__Kutipan Terpilih__
◆ ◆ ◆ ◆ ◆ ◆ ◆
Headline

Bansos harus menjadi pilihan terakhir.

Budaya Filantropi di Indonesia Telah Bertransformasi Dari Tradisi Menjadi Kekuatan Sosial

Ficky Ramadhan
07/8/2025 18:02
Budaya Filantropi di Indonesia Telah Bertransformasi Dari Tradisi Menjadi Kekuatan Sosial
Ketua Dewan Penasihat Filantropi Indonesia, Franciscus Welirang menyampaikan pemaparaan saat acara Filantropi Festival 2025 ( FIFEST2025) di Hotel Borobudur, Jakarta, Kamsi (7/8/2025)(DOK MI)

Dalam beberapa dekade terakhir, budaya kedermawanan di Indonesia terus menunjukkan daya hidup dan relevansinya. Budaya gotong royong, sedekah, dan zakat yang dahulu hanya dipandang sebagai tradisi kini telah berevolusi menjadi kekuatan sosial yang terorganisir dan strategis dalam pembangunan bangsa.

Ketua Dewan Penasihat Filantropi Indonesia, Franciscus Welirang mengatakan bahwa nilai-nilai kedermawanan seperti gotong royong merupakan bagian dari falsafah bangsa Indonesia, yakni Pancasila.

Namun menurutnya, peran filantropi kini tidak lagi bersifat one-time giving, melainkan berkembang menjadi instrumen penting yang melampaui fungsi karitatif.

"Kini, filantropi telah berkembang menjadi instrumen penting dalam pembangunan, melampaui fungsi karitatifnya dan mengambil peran kunci dalam pencapaian Tujuan Pembangunan Berkelanjutan (SDGs)," kata Franciscus dalam kegiatan FIFest 2025 di Jakarta, Kamis (7/8).

Franciscus menekankan bahwa filantropi bukan semata-mata tentang memberi uang. Lebih dari itu, filantropi adalah upaya untuk memberdayakan masyarakat dan membentuk kemandirian menuju kesejahteraan.

"Kedermawanan atau filantropi bukan sekadar memberi uang secara tebal, tapi dana untuk memberdayakan dan membentuk masyarakat yang mandiri menuju kesejahteraan," ujarnya.

Kendati demikian, tentunya transformasi filantropi ini tidak datang tanpa adanya tantangan. Di tengah kompleksitas zaman, dibutuhkan kesadaran kolektif untuk merekonstruksi budaya filantropi, menyusun ulang nilai, prinsip, dan arah geraknya agar tetap relevan dan berdampak nyata.
◆ ◆ ◆ ◆ ◆ ◆ ◆
__Data Tersedia__
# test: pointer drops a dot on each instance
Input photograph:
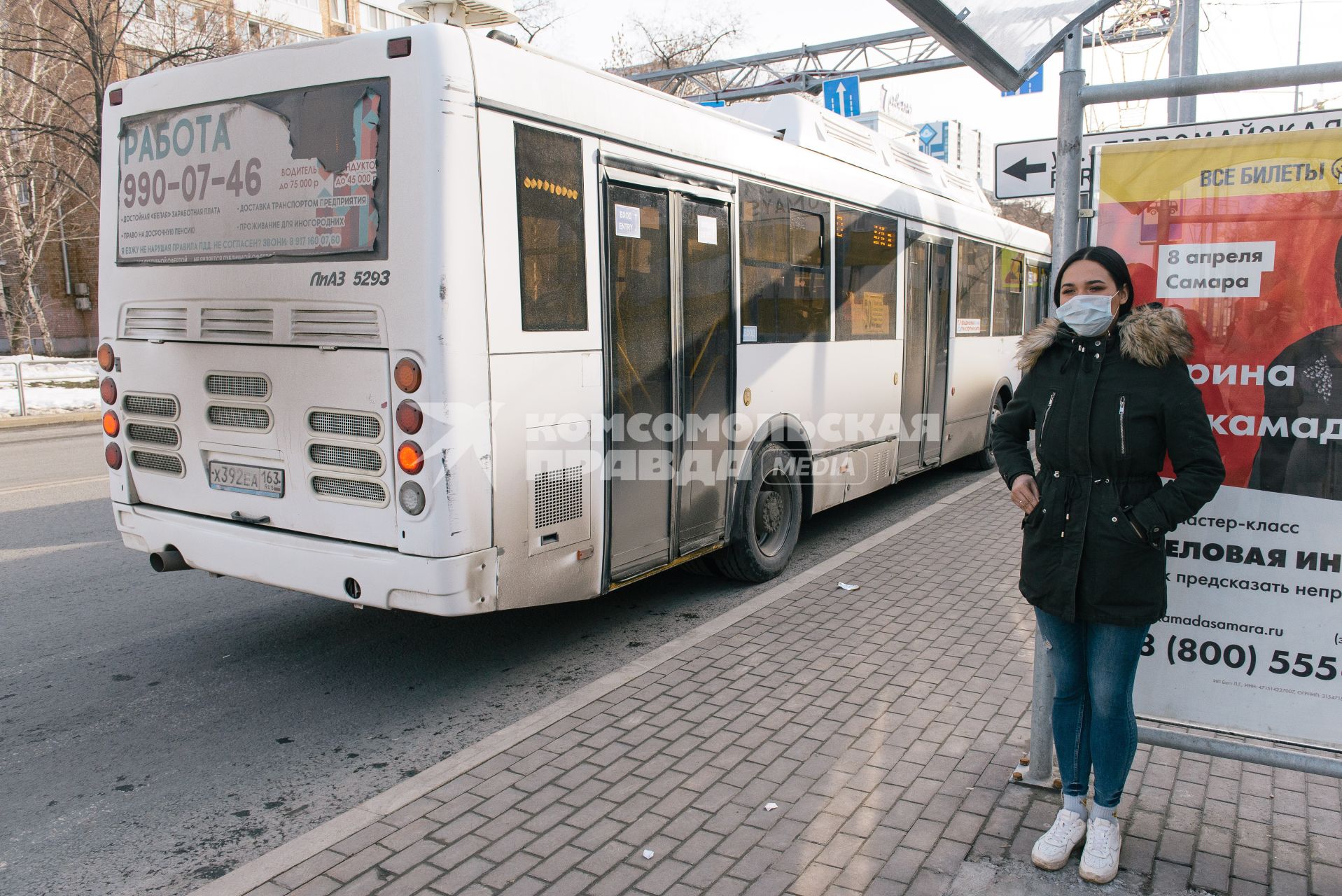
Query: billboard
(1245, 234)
◆ ◆ ◆ ◆ ◆ ◆ ◆
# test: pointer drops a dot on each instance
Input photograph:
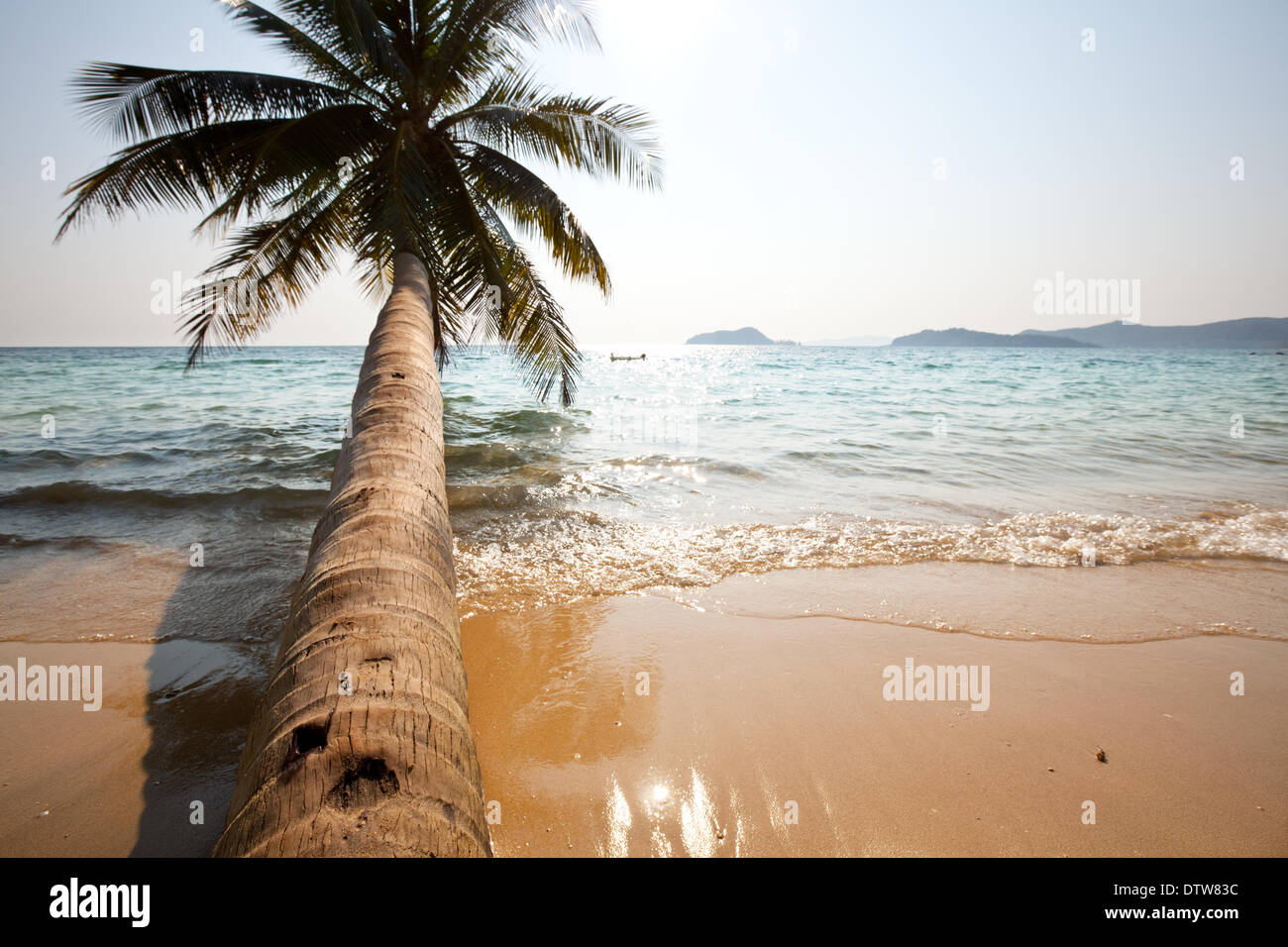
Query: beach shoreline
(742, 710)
◆ ◆ ◆ ◆ ◆ ◆ ◆
Lanjutkan tulisan tentang budaya filantropi di Indonesia pada kutipan terpilih, mulai setelah kalimat terakhir yang ditampilkan.

Filantropi Indonesia juga dihadapkan pada kebutuhan untuk menghindari tumpang tindih aktivitas dan memperkuat ekosistem kolaboratif yang inklusif dan berkelanjutan. Menurutnya, filantropi masa kini harus terorganisir, terukur, dan akuntabel, dengan fokus pada dampak nyata yang bisa dirasakan masyarakat.

"Nilai-nilai seperti kebersamaan, kepedulian, dan keterbukaan sangat penting untuk terus ditanamkan. Selain itu, penguatan budaya filantropi bukan hanya soal memperkuat kelembagaan, tetapi juga memastikan ia berakar pada nilai-nilai lokal dan spiritual masyarakat," jelasnya.

Lebih lanjut, Franciscus juga menegaskan pentingnya membangun ekosistem hibrida yang memadukan kekuatan nilai-nilai lokal dan agama dengan inovasi teknologi dan praktik modern.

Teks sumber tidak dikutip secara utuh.